═══ Records for the exercise
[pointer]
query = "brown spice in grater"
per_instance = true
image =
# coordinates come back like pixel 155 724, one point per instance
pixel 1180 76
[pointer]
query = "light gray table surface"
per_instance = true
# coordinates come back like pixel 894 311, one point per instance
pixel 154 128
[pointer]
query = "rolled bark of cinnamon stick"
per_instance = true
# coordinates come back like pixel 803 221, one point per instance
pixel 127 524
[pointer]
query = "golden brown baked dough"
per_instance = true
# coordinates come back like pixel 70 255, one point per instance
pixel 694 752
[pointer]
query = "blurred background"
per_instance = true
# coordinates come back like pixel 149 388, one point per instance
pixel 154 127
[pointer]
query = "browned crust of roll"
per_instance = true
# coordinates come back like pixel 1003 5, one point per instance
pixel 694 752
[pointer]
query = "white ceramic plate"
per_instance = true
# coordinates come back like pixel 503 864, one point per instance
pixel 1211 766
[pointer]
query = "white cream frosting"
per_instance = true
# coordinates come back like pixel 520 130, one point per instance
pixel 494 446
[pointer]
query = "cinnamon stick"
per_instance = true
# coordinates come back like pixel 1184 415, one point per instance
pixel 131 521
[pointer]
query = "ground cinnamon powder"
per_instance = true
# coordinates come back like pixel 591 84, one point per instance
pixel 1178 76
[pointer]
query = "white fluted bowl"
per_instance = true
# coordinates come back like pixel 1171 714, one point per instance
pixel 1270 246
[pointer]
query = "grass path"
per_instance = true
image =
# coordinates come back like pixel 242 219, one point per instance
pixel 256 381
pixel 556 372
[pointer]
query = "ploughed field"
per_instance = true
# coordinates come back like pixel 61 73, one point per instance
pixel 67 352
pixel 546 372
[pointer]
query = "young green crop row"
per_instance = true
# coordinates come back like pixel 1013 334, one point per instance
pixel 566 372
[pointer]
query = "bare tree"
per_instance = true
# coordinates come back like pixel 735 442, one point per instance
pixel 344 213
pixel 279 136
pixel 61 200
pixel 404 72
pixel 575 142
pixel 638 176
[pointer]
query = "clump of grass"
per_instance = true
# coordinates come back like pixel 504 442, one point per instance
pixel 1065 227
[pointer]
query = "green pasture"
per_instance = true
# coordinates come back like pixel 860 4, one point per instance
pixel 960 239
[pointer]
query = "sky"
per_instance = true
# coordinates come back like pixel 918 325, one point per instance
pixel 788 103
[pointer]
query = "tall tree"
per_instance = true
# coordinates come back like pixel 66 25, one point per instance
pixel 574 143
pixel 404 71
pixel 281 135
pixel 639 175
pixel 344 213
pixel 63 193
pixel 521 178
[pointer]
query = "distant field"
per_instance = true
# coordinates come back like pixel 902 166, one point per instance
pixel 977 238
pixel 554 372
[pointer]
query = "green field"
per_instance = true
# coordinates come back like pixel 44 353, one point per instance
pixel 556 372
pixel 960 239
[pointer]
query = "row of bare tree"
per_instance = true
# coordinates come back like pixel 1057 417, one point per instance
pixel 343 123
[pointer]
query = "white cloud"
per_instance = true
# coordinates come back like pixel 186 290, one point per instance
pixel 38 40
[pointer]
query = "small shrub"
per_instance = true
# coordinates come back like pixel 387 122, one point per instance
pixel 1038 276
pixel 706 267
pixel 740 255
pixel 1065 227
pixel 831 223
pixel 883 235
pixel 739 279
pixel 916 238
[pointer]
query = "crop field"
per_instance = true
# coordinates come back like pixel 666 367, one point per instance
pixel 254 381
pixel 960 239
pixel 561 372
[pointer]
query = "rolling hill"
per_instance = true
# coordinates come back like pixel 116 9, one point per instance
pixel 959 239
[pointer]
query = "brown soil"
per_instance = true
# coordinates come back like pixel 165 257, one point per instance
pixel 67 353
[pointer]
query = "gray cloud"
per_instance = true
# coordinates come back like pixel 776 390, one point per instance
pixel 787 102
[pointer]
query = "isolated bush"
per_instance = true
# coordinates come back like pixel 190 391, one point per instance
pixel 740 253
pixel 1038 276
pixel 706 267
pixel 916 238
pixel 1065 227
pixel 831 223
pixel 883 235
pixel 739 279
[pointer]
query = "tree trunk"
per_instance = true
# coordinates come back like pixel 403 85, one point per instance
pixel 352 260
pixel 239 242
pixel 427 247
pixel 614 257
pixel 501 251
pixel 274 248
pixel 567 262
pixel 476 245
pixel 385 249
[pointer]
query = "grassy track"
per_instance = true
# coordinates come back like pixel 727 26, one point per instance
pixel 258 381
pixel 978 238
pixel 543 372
══════
Given problem => Transcribe every entry verbatim.

Exercise solution =>
[pointer]
query = "brown spice in grater"
per_instance = true
image =
# coordinates come back like pixel 155 724, one point per instance
pixel 1180 76
[pointer]
query = "light gray table surface"
per_instance = true
# coordinates come back like pixel 894 311, one point per instance
pixel 154 128
[pointer]
query = "rolled bark of cinnamon stick"
per_instance = true
# coordinates come back like pixel 803 221, one point per instance
pixel 127 524
[pointer]
query = "golden brown baked dough"
per_instance = true
# coordinates come back like pixel 70 255, one point per instance
pixel 694 752
[pointer]
query = "blurred background"
per_instance = true
# coordinates come back like pixel 149 388, one point per instance
pixel 154 127
[pointer]
query = "browned crust of roll"
per_instance = true
# coordinates come back like pixel 1003 5, one point per instance
pixel 694 752
[pointer]
query = "white ceramic plate"
per_instance = true
# coordinates come back like pixel 503 864, one point per instance
pixel 1211 766
[pointer]
query = "white cream frosting"
per_instance = true
# coordinates come back like pixel 520 130, one point per instance
pixel 494 446
[pointer]
query = "cinnamon stick"
per_instance = true
# coordinates come back like pixel 1184 415, one point per instance
pixel 131 521
[pointer]
query = "ground cinnamon powder"
per_instance = true
# coordinates come back like pixel 591 84, one point per instance
pixel 1178 76
[pointer]
query = "white fluted bowl"
per_instance = true
# coordinates come back like pixel 1171 714, one point per instance
pixel 1270 246
[pointer]
query = "grass path"
per_instance = true
image =
# coordinates come back like pixel 242 219, one point per instance
pixel 256 381
pixel 556 372
[pointer]
query = "ploughed field"
per_instance = true
# coordinates come back like pixel 61 73, one point per instance
pixel 67 352
pixel 546 372
[pointer]
query = "young green crop row"
per_instance = true
# coordinates come back like pixel 1013 334, one point per instance
pixel 566 372
[pointer]
query = "bare tree"
per_instance = true
# coordinates come back like pixel 735 442, one point per instance
pixel 344 213
pixel 279 136
pixel 61 200
pixel 404 72
pixel 575 142
pixel 638 176
[pointer]
query = "clump of grass"
per_instance = true
# coordinates come back like pixel 504 442, one point per instance
pixel 1065 227
[pointer]
query = "green pasture"
per_instance = true
# coordinates come back like pixel 860 4, one point per instance
pixel 960 239
[pointer]
query = "sky"
per_instance = true
# coordinates come back like pixel 918 325, one point per instance
pixel 788 103
[pointer]
query = "tall tree"
per_instance = true
# coordinates come back like pixel 66 25, one point per instance
pixel 574 143
pixel 404 71
pixel 281 135
pixel 639 175
pixel 344 213
pixel 63 193
pixel 521 178
[pointer]
query = "distant field"
per_instance = true
# coordinates come back like pixel 902 166, one point per instance
pixel 977 238
pixel 554 372
[pointer]
query = "green field"
per_instance = true
# coordinates come back like pixel 44 353, one point per instance
pixel 556 372
pixel 960 239
[pointer]
query = "row of bare tree"
per_instance = true
# coordinates come back like pixel 1057 417, one point per instance
pixel 343 123
[pointer]
query = "white cloud"
per_instance = true
# coordinates come back like pixel 186 290, one point per instance
pixel 38 40
[pointer]
query = "small shrub"
per_instance = true
# coordinates come back like pixel 387 122, one point per instance
pixel 1038 276
pixel 706 267
pixel 740 255
pixel 1065 227
pixel 831 223
pixel 883 235
pixel 739 279
pixel 916 238
[pointer]
query = "crop field"
per_instance = true
# coordinates come back like pixel 666 367, one point per instance
pixel 254 381
pixel 960 239
pixel 561 372
[pointer]
query = "rolling hill"
per_instance = true
# coordinates come back like pixel 116 9, one point per instance
pixel 959 239
[pointer]
query = "brown soil"
per_instance = true
# coordinates come back like pixel 165 257, one point per instance
pixel 67 353
[pointer]
query = "gray cloud"
per_instance = true
# coordinates come back like pixel 776 390, one point per instance
pixel 787 102
[pointer]
query = "isolated bush"
per_instance = true
# coordinates come back like pixel 190 391, one point per instance
pixel 740 253
pixel 1038 276
pixel 706 267
pixel 916 238
pixel 1065 227
pixel 831 223
pixel 883 235
pixel 739 279
[pointer]
query = "tree trunk"
per_instance = true
# coordinates come back like pixel 403 85, one point per instance
pixel 352 260
pixel 239 242
pixel 427 247
pixel 614 257
pixel 501 251
pixel 274 248
pixel 567 262
pixel 476 245
pixel 385 249
[pointer]
query = "grassy track"
per_instance = true
# coordinates come back like pixel 727 26, one point per instance
pixel 258 381
pixel 978 238
pixel 543 372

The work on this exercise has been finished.